Excerpts of pointing data:
● ● ●

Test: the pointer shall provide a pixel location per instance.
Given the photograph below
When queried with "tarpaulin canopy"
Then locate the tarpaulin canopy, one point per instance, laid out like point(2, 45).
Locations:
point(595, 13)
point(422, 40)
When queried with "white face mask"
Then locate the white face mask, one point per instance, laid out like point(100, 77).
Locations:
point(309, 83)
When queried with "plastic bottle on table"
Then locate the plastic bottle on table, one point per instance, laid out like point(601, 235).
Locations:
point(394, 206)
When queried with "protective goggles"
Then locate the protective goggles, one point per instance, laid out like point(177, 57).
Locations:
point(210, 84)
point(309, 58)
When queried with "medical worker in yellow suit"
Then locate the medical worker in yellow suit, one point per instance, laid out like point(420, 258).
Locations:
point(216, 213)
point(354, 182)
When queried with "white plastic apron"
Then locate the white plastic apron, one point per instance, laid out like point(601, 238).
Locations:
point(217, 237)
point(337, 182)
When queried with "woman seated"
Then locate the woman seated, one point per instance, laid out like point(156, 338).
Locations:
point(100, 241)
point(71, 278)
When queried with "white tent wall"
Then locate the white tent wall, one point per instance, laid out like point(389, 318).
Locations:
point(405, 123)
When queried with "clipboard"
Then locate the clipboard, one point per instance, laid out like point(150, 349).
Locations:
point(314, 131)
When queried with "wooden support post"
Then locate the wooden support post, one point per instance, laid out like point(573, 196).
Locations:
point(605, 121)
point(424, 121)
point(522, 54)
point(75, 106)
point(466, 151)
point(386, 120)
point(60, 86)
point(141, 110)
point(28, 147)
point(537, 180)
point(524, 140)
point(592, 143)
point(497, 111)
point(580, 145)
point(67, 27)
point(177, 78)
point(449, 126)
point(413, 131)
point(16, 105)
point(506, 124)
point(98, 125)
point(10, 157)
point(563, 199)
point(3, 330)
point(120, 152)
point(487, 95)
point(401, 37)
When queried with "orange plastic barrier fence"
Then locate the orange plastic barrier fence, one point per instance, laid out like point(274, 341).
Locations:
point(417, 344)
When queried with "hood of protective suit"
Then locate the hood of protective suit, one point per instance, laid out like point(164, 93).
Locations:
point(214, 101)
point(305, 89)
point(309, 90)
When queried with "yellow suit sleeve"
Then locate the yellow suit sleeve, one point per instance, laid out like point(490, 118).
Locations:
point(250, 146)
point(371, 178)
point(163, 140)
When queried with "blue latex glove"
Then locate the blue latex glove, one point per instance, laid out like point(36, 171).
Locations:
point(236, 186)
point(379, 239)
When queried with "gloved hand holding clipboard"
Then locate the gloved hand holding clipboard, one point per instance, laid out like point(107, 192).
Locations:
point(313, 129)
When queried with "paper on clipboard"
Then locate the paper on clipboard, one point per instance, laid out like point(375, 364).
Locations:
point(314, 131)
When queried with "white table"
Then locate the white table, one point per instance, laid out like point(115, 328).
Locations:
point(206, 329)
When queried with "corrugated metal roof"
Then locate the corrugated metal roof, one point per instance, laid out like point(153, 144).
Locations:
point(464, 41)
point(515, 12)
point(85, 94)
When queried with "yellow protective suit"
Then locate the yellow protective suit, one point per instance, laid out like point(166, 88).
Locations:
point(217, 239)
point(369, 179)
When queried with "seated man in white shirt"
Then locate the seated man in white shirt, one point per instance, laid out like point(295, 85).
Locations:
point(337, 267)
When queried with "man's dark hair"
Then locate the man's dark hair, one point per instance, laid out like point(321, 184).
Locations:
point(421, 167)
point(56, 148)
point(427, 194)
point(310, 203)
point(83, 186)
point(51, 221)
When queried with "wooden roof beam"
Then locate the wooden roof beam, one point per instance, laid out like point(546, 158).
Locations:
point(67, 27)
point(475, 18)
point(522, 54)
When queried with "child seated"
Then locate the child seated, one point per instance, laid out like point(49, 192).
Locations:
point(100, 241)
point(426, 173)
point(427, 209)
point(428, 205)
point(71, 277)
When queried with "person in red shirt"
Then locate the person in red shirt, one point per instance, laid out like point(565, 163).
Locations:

● ● ●

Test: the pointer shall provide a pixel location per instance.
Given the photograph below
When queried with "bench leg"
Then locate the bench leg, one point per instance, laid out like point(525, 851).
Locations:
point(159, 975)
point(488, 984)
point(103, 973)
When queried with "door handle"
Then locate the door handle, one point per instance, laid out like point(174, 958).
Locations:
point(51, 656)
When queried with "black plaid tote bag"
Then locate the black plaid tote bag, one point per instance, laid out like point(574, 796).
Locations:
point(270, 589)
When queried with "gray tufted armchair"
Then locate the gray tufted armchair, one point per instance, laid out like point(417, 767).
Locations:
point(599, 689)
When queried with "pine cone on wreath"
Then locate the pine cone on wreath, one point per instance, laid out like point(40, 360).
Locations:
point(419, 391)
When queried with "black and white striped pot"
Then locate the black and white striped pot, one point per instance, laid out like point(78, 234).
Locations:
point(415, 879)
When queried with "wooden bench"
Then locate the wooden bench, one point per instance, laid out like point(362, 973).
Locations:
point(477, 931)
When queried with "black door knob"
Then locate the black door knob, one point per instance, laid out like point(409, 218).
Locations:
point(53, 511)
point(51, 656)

● ● ●

GIVEN TASK
Find every line in the records above that contains the string "fence", matching case exactly, and copy each of those lines.

THE OUTPUT
When queried with "orange plastic barrier fence"
Then locate the orange plastic barrier fence, one point per instance, laid out like point(274, 341).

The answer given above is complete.